Continue the blog post about the voice of anorexia from the point where it stops.

*** Supplied passage ***

Tuesday, 14 October 2008

Part #21a

I was going to remove the blog today and go private, but that is giving in. So I'm not. For those of you to whom I sent an invite to the new one, ignore it. It was an impetuous whim borne from anger and insecurity. Anorexia feeds from that and why should she get bloated when I don't?

WHY?

Why does it have to affect everyone you touch? Why is it The Midas Touch in reverse? Everything you are offered, you refuse...everything which is good for you you turn down, turn your nose up at, abuse, neglect and reject. And I don't just mean food; I also mean support and affection...and even love.

This gremlin squats in my head, living rent-free. It has never paid me anything. A parasite of vast proportions, sapping every bit of my life-blood. Even when I have sat on it and smothered its voice for lengths of time, it can suddenly find some breathing space and yell at the top of its voice. And because it is such a shock, I hear it. And worse still, I listen to it.

I never thought I would say I would opt for deafness if I was to lose a sense. I would have said my sense of smell if forced...but I really want deafness from this Voice in My Head. 

The gremlin sounds like my mother, father, brother, and a fair number of ex-partners. Never-ending criticism: moan, moan, moan. Not good enough, got to do better, try harder, not as good as x, y, z. But it's me now, isn't it? They aren't in my life any more - I have had the guts to cut those negative people out, once and for all. Their voices still echo resoundingly, but now in my voice.

Why do we abhor the most basic of requirements? Why don't we think we are worthy of comfort, nutrition and love? Why do we find ourselves so grotesque that we punish ourselves repeatedly?

*** End of Supplied passage ***
*** Given entries ***

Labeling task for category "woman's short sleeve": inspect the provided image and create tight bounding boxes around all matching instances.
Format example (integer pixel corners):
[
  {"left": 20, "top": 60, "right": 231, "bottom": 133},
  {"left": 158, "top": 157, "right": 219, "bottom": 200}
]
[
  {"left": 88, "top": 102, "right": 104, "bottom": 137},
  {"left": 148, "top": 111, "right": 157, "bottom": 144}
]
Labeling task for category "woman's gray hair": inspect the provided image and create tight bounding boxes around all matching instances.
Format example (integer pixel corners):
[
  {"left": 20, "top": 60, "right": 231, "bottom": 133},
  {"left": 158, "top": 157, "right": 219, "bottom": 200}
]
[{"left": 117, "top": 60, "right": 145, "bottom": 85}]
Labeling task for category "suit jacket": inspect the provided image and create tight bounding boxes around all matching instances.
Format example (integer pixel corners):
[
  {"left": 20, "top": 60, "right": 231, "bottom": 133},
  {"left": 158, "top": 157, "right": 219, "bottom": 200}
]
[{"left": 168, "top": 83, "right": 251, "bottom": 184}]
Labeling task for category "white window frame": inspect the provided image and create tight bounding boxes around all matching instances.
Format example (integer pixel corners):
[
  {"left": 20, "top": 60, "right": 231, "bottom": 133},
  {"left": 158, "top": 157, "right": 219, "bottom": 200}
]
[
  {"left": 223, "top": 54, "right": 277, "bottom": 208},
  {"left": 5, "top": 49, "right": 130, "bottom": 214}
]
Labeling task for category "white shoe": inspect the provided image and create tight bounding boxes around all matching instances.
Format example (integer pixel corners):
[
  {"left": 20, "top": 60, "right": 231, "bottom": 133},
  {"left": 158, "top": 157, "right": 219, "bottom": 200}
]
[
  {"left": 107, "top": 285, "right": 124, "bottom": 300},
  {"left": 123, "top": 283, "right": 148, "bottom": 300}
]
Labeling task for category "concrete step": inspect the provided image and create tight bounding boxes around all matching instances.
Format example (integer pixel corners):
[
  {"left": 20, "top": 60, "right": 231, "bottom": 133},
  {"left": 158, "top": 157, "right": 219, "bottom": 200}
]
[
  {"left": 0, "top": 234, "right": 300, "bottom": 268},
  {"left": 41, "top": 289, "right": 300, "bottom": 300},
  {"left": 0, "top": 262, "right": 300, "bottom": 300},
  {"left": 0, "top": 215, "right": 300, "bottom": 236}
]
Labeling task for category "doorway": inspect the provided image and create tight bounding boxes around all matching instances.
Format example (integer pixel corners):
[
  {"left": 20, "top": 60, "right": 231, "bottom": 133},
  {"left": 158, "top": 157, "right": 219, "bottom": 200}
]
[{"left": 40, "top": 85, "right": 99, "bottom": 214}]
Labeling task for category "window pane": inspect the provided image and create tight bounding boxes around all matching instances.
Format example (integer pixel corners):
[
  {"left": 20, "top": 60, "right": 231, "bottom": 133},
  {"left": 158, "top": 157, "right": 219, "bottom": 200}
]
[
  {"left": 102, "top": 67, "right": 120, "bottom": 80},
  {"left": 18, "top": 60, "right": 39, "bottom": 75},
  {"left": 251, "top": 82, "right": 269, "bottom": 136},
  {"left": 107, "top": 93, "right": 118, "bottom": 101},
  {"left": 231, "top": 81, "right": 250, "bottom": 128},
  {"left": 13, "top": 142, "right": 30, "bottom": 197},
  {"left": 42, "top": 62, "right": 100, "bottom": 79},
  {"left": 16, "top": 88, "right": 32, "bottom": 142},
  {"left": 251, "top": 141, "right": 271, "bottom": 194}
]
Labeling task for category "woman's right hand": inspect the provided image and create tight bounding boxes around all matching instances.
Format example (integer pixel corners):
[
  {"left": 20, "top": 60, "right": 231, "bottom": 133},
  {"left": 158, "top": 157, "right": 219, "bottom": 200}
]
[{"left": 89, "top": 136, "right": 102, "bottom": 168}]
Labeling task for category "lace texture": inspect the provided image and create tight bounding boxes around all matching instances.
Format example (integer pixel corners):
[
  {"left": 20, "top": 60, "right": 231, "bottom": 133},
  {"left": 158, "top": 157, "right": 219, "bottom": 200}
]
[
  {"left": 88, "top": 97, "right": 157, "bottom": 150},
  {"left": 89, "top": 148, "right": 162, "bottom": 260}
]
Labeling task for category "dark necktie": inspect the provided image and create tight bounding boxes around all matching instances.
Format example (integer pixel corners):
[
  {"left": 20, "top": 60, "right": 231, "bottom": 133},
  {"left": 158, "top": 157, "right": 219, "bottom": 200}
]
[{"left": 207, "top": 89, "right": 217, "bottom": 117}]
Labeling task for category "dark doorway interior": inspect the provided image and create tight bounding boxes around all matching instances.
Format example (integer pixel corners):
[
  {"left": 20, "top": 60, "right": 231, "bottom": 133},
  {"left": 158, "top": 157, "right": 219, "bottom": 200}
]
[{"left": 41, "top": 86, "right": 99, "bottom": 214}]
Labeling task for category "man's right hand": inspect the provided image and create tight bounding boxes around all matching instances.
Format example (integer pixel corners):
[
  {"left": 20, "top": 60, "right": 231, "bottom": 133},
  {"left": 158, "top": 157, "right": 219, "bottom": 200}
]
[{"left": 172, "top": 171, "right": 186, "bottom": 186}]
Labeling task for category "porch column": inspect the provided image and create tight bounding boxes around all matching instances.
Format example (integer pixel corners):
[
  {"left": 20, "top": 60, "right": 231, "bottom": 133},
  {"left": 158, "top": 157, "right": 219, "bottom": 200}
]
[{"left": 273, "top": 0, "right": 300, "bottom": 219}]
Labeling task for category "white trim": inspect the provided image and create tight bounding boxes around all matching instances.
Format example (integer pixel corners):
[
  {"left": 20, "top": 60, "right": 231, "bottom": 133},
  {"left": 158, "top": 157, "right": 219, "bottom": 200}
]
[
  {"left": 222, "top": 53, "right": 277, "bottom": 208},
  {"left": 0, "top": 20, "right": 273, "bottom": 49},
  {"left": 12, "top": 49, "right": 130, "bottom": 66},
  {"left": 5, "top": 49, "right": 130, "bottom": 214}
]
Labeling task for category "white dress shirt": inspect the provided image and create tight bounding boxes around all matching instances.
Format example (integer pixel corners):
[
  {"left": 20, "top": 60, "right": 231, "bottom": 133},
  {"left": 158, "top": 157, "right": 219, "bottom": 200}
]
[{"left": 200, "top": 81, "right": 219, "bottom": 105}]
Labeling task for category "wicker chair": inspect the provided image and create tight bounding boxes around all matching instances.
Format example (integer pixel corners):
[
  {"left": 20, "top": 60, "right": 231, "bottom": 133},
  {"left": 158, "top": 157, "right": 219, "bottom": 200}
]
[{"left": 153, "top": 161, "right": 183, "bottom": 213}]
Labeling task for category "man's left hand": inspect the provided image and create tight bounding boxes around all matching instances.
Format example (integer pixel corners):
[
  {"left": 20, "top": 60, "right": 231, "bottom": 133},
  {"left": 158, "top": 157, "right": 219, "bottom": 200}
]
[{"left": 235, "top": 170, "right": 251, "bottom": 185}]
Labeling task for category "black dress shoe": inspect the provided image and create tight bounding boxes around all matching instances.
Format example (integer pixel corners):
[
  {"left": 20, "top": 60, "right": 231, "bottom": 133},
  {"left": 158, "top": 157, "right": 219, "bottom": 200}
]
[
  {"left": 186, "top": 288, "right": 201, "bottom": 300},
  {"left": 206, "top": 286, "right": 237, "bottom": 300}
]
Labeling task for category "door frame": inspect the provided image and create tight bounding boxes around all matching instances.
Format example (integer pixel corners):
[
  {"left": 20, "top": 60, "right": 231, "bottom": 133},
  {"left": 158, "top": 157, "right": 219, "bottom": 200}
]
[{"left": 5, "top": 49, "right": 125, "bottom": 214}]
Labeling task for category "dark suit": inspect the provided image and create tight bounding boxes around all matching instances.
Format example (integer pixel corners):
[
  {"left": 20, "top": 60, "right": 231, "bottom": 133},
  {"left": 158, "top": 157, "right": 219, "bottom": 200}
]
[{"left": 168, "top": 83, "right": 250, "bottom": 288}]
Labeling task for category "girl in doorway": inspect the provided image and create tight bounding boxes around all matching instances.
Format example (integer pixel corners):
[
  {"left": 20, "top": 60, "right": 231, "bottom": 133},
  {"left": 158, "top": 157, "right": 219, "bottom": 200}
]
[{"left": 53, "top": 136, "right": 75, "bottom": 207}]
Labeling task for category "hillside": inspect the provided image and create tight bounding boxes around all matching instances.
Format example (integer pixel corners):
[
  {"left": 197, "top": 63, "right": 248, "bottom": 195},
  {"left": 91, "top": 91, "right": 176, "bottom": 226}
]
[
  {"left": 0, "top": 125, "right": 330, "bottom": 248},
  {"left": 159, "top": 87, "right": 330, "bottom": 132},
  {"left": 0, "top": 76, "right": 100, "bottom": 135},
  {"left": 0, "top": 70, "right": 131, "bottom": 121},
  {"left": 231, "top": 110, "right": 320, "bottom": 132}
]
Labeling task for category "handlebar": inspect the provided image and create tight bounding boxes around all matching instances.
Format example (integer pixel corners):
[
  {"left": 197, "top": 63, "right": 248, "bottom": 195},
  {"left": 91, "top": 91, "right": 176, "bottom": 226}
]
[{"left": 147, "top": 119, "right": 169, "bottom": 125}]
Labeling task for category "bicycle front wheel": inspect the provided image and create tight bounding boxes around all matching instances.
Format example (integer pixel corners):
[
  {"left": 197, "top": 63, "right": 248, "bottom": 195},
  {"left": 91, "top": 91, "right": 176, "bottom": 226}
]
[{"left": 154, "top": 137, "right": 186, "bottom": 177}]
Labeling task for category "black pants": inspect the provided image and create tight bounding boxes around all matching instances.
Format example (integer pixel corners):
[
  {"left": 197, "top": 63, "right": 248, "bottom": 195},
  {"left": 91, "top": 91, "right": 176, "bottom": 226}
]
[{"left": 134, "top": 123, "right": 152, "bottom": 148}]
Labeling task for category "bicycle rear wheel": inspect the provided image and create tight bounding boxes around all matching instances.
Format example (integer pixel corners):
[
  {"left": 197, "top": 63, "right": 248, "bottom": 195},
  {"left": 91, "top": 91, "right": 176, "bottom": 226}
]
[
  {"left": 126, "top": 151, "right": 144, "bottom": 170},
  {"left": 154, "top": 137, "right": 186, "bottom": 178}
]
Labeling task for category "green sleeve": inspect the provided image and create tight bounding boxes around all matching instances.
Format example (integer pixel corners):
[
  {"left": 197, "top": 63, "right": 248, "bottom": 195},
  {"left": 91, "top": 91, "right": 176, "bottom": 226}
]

*** End of Given entries ***

Exercise result:
I don't have this answer. Because if I did, I wouldn't be writing this. I'd be making a fantastic meal for me and my husband, ready for his return.

Numbers don't matter that much to me if I am being '90%' honest. Weight, height, BMI etc. Age is a number, too. What matters is the effect it has on you and yours. Especially 'yours'. They didn't ask for this to happen to them. They cannot change you - only you can. And sometimes it seems such a hard, tough road with many, many battles to conquer. 

I keep telling myself it will be worth it in the end as I have known happiness. I really, really have. And I want to go back to that place. It just seems to be located from a long-haul flight with an awful lot of interconnections which I have to negotiate. And it feels like I have to do it on my own, with a massive amount of excess baggage.

22 comments:

Karen ^..^ said...

"Why does it have to affect everyone you touch? Why is it The Midas Touch in reverse?"

Because, Dear heart, as I said before, the anorexia does not define you as a person. You are a wonderful, lovable, beautiful person with a beautiful soul, and a beautiful heart. You go up against a horrific monster day after day, and sometimes lose the battle. Those that are in your life adore you, so naturally when we see you in such agony, we feel hurt. We feel your pain, or at least a part of it. It affects your loved ones, due to the helplessness your loved ones feel knowing we can't really do anything to take your pain away. Only you can do that. It takes enormous patience, and enormous courage. There are going to be times along the way when you feel like you have neither. but then a few times later, you will. Patience is the order of the day. Yes, you do have to do this on your own. But never ever think you are ever alone. All of your loved ones are waiting for you to come back from battle intact, perhaps with a few scars, but intact, whole, and healthy.

Love you, kiddo. Hang in there. We are all pulling for you, and we know you can do it.

MelissaS said...

okay, this is going to sound really weird or perhaps like kindergarten, but here goes: what if you love your gremlin -- he's got his own purpose, i believe. perhaps he grew up protecting you from your family. what if you talk nicely to him and tell him whatever you want -- particularly that you don't need him anymore. you're both safe.

i think all this horrid stuff comes up when we are safe. when you're in the battle zone, you hang on tight and manage to function. now that you have your own loving family and
great therapist, the "stuff" comes out.

you are so open and courageous. think about what you want for yourself, continuously. over and over. visualize.

Karen ^..^ said...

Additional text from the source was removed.